Starting at the line with "Whereabouts in the above image is the ocean", transcribe each line through the final one, both included, and add nothing.

* **Stored data**
::::::::::
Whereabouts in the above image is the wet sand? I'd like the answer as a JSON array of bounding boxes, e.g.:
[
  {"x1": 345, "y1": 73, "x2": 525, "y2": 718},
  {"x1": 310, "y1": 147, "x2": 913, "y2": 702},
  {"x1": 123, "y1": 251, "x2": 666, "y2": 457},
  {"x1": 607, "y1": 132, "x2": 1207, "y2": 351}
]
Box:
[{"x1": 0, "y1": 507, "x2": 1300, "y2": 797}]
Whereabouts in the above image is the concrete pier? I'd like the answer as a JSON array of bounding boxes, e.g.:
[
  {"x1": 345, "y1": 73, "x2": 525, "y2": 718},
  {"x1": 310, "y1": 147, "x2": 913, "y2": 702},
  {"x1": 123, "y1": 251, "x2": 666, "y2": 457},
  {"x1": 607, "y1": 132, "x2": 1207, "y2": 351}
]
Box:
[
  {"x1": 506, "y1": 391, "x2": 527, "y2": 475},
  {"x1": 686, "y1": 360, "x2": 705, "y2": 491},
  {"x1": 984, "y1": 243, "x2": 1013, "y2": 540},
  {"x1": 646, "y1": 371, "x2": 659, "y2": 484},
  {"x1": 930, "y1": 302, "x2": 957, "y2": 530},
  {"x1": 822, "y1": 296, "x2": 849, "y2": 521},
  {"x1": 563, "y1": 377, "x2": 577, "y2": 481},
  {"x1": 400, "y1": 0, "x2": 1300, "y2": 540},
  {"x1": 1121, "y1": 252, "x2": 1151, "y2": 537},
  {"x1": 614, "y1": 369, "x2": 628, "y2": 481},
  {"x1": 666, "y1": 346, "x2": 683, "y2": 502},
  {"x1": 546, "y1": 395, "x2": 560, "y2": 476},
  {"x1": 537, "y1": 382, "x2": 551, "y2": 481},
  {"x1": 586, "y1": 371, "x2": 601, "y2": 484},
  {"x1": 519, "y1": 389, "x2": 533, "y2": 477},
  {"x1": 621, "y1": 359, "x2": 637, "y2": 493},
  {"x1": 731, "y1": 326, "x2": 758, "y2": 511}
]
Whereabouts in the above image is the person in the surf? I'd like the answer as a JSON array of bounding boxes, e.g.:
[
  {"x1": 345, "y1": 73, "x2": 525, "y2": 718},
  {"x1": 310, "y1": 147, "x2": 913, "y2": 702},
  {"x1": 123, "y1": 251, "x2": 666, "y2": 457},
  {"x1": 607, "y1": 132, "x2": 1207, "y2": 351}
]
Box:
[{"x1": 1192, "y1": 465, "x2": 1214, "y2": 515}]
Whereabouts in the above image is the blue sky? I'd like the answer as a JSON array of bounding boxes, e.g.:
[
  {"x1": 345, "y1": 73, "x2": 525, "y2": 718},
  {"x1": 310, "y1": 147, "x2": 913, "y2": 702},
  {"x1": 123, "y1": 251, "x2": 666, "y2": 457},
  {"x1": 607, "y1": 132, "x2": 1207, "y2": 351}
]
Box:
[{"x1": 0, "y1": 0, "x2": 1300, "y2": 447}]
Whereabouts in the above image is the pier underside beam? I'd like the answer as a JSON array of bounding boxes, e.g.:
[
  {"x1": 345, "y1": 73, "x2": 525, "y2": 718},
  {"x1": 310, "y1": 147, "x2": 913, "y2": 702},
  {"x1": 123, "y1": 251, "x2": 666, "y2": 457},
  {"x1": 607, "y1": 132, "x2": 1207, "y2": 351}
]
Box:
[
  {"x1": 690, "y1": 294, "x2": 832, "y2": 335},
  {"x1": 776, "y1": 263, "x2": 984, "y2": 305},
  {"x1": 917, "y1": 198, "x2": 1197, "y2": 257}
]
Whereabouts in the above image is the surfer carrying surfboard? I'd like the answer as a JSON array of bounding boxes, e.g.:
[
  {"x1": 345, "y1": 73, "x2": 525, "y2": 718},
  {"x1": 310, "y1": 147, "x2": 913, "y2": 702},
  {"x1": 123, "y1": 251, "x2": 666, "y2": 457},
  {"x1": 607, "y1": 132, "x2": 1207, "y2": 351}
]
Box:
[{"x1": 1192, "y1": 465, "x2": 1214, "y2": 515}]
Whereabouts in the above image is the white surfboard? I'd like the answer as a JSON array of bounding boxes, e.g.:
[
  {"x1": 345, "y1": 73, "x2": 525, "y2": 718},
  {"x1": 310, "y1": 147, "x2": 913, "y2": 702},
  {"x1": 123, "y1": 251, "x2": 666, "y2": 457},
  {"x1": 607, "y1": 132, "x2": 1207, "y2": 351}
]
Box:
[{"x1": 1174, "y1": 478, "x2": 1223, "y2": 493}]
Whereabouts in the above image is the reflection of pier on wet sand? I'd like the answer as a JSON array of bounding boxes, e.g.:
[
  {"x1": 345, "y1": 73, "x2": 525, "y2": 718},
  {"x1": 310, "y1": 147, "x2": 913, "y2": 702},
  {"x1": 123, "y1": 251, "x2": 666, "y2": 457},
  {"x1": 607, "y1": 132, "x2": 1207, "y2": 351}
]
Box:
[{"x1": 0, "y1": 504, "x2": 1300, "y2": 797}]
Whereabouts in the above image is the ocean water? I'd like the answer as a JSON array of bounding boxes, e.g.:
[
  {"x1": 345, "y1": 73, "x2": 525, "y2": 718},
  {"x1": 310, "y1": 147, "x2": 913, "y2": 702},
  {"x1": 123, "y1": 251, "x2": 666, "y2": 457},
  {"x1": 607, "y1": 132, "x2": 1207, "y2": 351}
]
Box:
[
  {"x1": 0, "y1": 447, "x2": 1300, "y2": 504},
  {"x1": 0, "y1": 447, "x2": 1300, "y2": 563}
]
::::::::::
* **EXPECTED OUTPUT**
Whereabouts in the above image is the ocean water? I'd like the answer as a JSON array of bounding boxes, e.g.:
[
  {"x1": 345, "y1": 73, "x2": 525, "y2": 718},
  {"x1": 310, "y1": 147, "x2": 913, "y2": 702},
  {"x1": 123, "y1": 251, "x2": 666, "y2": 457},
  {"x1": 607, "y1": 132, "x2": 1207, "y2": 351}
]
Box:
[
  {"x1": 0, "y1": 447, "x2": 1300, "y2": 504},
  {"x1": 0, "y1": 447, "x2": 1300, "y2": 563}
]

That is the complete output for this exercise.